Point localization data:

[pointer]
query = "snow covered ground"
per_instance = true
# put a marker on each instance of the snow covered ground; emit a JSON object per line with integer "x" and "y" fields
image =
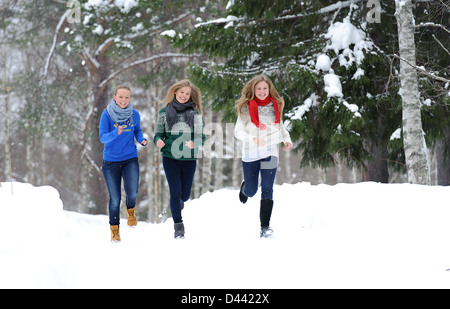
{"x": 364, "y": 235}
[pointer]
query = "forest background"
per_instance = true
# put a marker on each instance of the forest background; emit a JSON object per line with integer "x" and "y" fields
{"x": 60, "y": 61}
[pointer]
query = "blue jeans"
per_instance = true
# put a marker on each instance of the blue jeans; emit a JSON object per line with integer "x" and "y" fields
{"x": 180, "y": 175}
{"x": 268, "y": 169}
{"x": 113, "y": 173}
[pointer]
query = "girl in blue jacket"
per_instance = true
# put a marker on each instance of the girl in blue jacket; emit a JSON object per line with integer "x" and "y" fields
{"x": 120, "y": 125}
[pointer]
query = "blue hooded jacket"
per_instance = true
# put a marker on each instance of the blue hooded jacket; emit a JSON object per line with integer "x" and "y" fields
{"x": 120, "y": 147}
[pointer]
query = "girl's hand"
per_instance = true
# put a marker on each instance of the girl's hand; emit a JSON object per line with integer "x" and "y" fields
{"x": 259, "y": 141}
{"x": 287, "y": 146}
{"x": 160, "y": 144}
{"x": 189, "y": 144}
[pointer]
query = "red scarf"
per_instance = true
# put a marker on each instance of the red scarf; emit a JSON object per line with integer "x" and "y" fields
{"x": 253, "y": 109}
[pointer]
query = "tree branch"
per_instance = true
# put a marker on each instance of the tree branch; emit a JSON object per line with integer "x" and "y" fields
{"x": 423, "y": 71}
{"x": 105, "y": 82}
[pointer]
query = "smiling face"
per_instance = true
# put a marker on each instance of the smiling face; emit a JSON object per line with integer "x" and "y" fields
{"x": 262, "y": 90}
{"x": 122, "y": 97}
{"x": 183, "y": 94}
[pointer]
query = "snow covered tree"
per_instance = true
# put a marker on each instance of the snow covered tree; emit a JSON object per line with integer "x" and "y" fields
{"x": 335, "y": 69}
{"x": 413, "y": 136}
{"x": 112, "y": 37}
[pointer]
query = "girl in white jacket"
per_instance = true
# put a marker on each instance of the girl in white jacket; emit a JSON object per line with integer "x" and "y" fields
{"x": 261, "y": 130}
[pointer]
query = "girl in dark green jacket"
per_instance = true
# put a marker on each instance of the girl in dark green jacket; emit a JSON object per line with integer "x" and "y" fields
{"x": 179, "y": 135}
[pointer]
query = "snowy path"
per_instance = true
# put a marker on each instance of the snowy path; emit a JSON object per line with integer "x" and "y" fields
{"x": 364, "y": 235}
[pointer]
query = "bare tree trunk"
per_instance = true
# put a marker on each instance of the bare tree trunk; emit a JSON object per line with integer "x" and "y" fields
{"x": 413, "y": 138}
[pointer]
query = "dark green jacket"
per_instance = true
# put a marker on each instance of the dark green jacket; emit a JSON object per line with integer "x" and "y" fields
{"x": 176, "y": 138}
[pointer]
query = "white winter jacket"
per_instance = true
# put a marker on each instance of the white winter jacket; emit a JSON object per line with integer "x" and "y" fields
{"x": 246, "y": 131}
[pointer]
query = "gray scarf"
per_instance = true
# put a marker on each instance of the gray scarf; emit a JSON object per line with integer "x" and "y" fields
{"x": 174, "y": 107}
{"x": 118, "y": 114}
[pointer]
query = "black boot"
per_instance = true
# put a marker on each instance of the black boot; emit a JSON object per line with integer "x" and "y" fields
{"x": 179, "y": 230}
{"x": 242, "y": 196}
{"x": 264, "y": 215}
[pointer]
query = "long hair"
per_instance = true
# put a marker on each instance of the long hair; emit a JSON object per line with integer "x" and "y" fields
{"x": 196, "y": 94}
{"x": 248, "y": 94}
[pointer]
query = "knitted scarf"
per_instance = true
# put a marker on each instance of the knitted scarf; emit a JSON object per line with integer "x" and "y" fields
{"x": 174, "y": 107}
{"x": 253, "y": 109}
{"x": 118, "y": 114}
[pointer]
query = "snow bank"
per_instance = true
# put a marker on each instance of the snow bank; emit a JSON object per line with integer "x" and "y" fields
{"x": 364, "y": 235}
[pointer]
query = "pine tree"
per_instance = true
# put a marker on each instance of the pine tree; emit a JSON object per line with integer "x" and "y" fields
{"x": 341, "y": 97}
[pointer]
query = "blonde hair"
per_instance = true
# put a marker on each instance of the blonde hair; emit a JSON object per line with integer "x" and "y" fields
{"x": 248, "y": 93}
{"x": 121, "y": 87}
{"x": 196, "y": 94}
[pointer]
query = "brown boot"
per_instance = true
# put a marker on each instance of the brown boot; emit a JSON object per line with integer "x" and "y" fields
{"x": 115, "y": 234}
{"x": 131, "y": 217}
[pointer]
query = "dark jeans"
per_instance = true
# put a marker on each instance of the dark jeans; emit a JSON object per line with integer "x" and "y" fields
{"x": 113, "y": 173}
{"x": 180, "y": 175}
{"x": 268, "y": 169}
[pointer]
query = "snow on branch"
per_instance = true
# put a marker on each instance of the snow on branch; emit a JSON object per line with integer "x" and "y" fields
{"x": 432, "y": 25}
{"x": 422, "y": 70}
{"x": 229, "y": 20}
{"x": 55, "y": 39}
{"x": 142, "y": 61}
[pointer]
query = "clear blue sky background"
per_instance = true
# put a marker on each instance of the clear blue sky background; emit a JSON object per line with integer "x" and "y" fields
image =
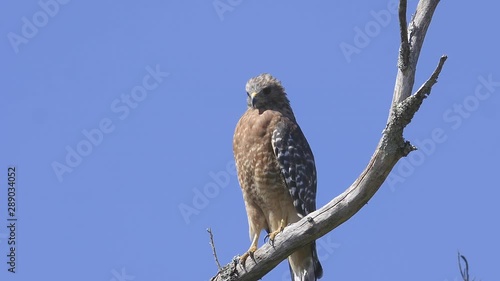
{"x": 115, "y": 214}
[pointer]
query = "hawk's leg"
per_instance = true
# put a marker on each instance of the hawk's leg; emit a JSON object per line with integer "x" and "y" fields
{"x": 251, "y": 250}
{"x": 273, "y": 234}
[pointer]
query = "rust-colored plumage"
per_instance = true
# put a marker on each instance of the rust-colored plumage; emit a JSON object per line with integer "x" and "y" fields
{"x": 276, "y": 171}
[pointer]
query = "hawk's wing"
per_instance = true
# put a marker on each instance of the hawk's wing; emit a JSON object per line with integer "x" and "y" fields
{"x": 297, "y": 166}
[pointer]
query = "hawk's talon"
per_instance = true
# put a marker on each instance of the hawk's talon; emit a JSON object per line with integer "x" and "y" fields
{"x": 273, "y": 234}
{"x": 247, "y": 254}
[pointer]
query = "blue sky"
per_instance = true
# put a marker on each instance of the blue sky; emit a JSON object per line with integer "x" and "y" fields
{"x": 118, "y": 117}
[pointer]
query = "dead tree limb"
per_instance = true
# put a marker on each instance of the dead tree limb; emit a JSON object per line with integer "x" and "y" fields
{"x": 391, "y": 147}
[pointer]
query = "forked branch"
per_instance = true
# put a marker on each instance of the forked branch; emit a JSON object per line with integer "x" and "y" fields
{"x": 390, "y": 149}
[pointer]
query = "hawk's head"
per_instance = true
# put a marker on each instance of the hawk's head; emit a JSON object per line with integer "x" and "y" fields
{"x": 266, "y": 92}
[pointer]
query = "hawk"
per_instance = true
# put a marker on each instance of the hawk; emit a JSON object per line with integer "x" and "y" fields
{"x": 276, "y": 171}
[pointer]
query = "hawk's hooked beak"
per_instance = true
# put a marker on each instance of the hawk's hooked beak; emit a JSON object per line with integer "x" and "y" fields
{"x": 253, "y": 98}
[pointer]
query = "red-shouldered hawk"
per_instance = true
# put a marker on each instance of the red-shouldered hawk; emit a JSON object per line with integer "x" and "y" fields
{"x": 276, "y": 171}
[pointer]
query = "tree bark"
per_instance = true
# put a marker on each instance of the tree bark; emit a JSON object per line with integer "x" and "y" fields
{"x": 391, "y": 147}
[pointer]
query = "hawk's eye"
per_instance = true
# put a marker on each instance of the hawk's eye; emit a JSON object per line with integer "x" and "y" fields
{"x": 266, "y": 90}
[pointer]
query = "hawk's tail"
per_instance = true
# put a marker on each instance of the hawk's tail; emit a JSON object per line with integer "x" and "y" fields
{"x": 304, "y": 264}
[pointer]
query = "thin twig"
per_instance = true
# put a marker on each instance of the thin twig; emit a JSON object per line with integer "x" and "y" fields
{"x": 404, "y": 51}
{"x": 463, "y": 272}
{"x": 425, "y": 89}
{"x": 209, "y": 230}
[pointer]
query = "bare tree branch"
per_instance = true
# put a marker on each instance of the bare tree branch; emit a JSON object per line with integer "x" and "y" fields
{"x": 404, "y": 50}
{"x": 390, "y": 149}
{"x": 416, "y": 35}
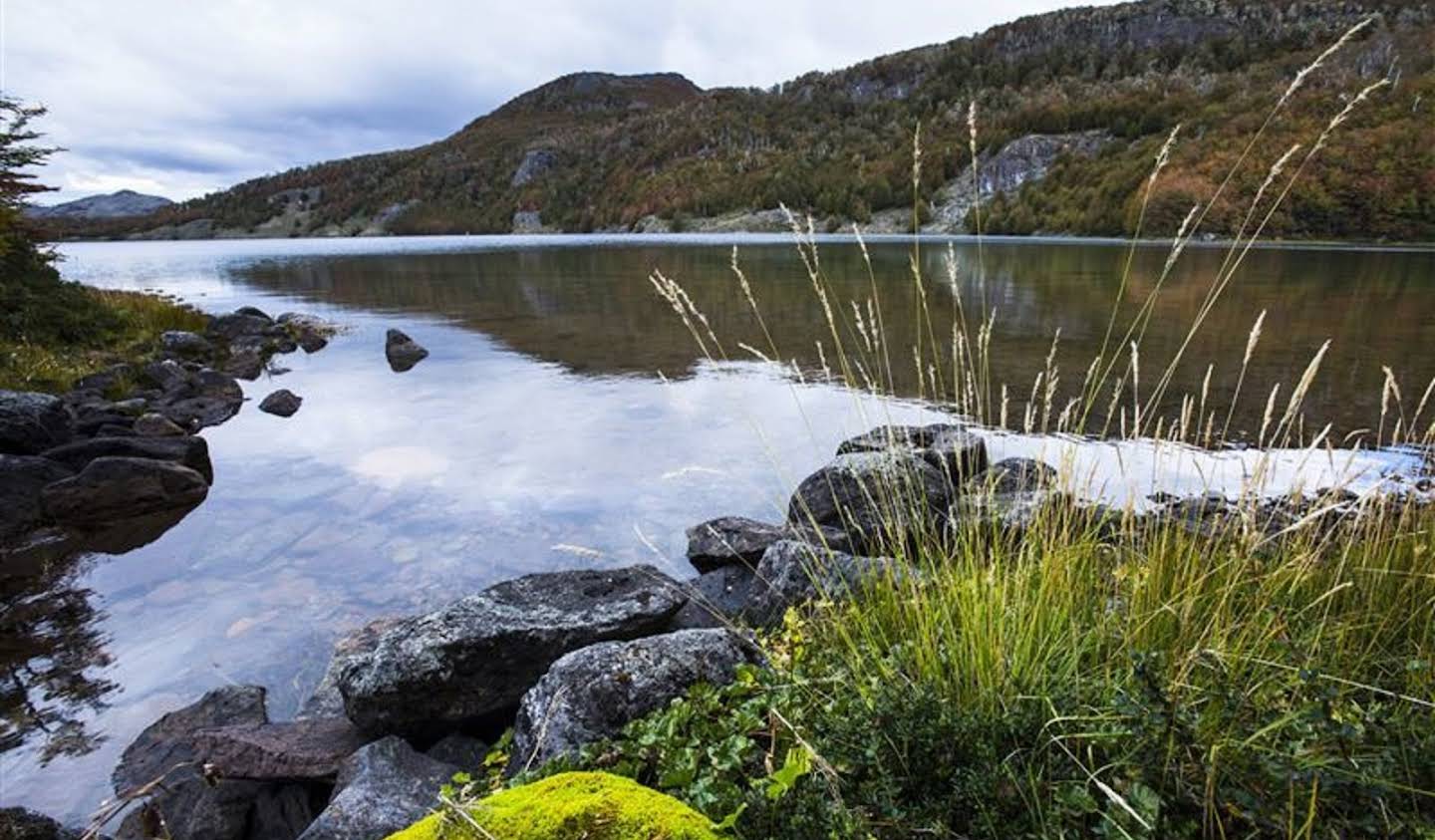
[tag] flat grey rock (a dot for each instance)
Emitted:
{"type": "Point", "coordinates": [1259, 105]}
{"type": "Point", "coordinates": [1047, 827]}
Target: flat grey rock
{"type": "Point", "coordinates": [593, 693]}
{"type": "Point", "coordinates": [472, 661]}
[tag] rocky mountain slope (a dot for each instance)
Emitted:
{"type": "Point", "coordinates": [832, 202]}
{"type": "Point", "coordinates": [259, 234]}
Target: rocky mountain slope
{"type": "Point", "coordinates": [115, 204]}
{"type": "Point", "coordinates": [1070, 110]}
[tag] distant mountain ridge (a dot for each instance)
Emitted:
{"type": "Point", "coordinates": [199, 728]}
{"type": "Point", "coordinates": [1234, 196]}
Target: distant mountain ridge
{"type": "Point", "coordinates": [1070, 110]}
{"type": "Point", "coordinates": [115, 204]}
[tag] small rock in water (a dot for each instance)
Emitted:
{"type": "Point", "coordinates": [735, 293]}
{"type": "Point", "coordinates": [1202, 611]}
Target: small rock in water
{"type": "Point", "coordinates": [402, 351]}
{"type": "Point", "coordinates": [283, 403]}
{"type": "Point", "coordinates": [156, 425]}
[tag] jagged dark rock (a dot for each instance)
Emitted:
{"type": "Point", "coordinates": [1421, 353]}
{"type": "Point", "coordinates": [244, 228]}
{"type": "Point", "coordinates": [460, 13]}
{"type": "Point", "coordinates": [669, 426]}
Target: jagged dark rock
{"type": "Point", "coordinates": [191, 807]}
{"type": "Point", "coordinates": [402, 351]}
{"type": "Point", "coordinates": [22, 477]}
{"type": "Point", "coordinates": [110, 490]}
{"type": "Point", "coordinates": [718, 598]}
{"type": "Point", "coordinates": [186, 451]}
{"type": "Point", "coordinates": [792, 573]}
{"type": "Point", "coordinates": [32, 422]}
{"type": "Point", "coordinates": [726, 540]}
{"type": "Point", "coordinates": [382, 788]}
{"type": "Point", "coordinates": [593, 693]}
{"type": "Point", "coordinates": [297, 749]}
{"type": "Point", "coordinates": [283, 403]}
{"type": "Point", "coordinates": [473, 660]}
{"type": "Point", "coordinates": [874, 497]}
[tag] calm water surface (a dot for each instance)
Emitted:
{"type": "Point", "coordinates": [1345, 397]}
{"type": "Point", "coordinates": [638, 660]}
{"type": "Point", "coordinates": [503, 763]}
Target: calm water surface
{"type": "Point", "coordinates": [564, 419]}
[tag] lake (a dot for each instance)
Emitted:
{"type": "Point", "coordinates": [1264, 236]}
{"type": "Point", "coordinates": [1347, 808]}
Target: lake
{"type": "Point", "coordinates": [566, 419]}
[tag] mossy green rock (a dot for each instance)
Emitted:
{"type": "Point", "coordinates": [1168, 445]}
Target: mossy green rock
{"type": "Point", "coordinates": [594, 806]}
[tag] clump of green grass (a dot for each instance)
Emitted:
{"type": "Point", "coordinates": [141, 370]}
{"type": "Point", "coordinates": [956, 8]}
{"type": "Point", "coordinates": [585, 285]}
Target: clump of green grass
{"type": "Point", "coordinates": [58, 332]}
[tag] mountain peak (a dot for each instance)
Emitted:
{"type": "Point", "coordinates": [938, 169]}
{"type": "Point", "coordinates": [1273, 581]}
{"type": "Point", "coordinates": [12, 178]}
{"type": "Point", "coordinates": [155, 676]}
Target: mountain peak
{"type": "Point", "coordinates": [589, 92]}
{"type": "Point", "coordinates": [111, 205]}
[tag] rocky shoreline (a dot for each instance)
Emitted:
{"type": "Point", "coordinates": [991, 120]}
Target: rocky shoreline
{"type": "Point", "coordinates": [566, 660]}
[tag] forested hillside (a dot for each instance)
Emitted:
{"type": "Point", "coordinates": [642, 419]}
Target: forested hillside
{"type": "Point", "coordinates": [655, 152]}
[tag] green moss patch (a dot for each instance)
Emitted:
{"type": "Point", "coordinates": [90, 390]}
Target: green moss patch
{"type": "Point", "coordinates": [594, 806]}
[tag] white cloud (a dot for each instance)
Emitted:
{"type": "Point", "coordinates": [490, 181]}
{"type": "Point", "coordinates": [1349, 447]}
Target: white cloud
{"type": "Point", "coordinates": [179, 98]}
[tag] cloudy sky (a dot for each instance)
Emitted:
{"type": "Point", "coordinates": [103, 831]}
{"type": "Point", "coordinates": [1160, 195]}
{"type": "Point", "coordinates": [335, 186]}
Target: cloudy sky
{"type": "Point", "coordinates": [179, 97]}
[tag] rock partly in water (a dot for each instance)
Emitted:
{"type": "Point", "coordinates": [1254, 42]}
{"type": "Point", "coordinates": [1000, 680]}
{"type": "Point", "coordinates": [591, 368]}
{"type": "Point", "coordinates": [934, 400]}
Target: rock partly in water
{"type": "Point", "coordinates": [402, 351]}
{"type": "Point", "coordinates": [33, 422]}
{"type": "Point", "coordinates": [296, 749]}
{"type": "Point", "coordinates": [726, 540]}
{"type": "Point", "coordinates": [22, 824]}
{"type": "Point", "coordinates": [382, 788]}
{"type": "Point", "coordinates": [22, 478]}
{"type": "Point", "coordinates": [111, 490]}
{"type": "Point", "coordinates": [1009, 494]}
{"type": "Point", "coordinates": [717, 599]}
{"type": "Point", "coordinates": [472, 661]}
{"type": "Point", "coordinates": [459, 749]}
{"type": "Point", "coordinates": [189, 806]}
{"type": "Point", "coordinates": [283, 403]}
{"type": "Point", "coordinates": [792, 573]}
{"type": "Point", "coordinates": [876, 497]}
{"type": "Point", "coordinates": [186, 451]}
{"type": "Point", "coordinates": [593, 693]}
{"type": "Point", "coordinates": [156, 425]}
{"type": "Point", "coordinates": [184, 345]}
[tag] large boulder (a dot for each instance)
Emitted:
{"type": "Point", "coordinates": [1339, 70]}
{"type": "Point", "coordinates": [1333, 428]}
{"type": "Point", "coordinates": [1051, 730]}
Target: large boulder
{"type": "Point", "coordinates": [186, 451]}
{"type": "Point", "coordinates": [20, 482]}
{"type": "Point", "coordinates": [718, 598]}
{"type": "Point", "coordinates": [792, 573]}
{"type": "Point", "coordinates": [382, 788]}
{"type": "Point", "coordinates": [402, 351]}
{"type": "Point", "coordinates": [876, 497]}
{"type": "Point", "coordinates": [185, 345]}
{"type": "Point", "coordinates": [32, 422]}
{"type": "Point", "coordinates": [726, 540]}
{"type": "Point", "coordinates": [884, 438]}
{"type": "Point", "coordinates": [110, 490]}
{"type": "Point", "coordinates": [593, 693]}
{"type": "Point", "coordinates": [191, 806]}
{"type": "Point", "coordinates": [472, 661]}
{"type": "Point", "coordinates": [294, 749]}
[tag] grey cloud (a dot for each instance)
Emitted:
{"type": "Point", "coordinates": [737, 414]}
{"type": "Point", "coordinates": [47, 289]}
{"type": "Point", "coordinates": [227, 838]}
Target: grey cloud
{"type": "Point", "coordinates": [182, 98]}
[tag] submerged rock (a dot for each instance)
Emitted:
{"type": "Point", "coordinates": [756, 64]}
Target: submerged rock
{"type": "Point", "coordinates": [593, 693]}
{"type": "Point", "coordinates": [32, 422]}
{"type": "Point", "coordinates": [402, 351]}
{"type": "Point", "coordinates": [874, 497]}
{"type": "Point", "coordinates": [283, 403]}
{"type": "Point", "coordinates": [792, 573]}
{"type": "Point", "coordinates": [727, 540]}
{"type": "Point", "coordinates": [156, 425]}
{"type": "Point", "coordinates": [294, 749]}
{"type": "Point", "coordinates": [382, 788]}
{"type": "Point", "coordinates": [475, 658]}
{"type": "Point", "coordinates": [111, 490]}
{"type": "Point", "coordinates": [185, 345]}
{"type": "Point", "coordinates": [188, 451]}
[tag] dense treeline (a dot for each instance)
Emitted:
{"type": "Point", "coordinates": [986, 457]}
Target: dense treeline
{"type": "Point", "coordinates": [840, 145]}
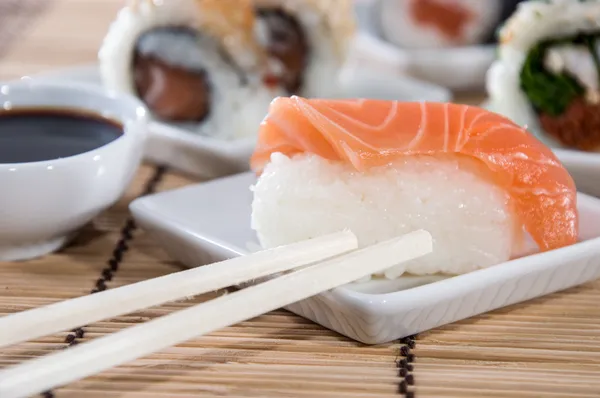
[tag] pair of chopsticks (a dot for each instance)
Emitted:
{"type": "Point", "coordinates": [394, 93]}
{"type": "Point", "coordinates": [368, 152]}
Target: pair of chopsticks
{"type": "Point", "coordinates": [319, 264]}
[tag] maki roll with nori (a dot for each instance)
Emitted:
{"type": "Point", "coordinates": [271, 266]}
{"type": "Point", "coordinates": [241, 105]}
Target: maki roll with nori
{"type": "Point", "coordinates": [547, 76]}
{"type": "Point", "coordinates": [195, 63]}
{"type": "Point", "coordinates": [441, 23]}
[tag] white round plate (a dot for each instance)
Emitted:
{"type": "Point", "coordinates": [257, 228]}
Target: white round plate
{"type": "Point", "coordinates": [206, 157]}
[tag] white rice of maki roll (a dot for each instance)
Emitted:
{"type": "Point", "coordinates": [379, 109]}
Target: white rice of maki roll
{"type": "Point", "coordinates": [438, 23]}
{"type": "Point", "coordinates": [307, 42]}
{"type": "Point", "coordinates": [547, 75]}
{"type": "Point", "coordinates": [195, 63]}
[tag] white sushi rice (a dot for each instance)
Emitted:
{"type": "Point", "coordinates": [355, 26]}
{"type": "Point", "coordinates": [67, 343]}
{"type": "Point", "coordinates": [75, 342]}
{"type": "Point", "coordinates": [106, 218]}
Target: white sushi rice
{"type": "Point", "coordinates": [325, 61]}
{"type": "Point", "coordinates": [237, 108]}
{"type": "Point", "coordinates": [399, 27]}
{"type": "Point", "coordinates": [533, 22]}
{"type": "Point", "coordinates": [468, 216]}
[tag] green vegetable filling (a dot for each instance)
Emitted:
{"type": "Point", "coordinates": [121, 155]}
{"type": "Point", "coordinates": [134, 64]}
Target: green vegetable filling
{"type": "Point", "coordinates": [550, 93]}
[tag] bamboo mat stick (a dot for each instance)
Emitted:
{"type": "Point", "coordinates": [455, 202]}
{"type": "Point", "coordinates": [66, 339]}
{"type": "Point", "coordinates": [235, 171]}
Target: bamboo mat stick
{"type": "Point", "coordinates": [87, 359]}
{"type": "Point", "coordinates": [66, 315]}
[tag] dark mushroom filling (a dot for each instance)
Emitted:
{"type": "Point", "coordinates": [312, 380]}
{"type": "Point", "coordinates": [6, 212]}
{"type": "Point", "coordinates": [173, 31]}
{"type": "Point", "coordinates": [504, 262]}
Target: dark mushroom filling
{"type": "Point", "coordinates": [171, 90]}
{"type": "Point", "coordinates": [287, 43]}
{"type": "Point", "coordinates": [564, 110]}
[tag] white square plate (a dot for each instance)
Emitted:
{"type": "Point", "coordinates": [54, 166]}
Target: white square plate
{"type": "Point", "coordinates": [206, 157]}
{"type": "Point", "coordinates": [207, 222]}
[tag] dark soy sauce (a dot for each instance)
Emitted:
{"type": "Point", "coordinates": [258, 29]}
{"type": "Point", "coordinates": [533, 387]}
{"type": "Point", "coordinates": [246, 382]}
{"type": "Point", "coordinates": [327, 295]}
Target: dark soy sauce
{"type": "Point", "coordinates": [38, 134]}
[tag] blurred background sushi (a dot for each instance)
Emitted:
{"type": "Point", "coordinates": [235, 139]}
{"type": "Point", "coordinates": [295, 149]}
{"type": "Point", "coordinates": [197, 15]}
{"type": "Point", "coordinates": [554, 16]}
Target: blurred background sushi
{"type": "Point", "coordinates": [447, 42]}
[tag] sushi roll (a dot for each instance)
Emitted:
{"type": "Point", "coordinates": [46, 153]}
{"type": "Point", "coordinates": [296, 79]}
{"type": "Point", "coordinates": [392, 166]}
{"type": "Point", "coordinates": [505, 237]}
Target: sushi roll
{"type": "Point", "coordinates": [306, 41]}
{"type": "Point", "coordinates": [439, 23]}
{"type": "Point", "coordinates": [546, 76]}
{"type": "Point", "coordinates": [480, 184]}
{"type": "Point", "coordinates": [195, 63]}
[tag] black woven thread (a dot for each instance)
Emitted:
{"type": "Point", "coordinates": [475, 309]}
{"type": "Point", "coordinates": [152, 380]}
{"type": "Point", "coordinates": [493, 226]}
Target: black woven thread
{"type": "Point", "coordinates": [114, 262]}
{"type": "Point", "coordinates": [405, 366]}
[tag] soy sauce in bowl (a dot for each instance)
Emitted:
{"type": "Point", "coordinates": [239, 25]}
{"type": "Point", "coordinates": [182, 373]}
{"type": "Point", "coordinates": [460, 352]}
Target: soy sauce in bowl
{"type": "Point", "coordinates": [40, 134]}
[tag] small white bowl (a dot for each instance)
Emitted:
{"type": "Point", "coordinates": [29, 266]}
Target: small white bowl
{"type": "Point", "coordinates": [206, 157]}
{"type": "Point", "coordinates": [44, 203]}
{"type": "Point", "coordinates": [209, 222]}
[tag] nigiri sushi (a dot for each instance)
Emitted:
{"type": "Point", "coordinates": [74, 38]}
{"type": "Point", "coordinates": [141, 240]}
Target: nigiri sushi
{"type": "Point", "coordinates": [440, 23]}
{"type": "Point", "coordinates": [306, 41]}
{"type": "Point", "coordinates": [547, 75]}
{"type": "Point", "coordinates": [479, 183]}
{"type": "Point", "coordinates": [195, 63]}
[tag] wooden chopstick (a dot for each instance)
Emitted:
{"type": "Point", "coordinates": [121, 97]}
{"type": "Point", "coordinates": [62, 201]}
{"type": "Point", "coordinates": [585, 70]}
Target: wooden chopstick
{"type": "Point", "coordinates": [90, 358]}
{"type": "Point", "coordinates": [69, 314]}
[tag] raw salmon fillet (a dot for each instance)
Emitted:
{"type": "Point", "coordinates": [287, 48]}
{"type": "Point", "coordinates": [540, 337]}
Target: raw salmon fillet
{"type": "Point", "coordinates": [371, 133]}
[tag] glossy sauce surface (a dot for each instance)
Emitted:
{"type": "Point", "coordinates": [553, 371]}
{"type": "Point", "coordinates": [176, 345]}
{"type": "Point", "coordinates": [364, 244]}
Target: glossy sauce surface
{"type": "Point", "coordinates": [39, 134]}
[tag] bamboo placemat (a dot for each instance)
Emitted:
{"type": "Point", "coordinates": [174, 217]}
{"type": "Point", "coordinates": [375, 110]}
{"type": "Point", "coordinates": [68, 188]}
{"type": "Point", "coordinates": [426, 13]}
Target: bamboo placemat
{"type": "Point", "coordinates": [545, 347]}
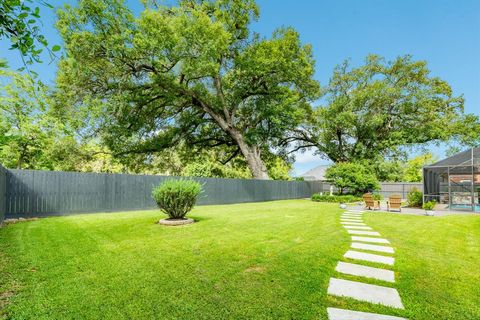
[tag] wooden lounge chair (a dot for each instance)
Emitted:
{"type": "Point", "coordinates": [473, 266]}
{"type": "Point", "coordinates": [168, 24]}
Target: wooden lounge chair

Description of the task: The answer must consist of each line from the entries that contains the string "lounge".

Result for this exercise:
[tag] wooden lounge chair (a dot for each instance)
Target: wooden lounge chair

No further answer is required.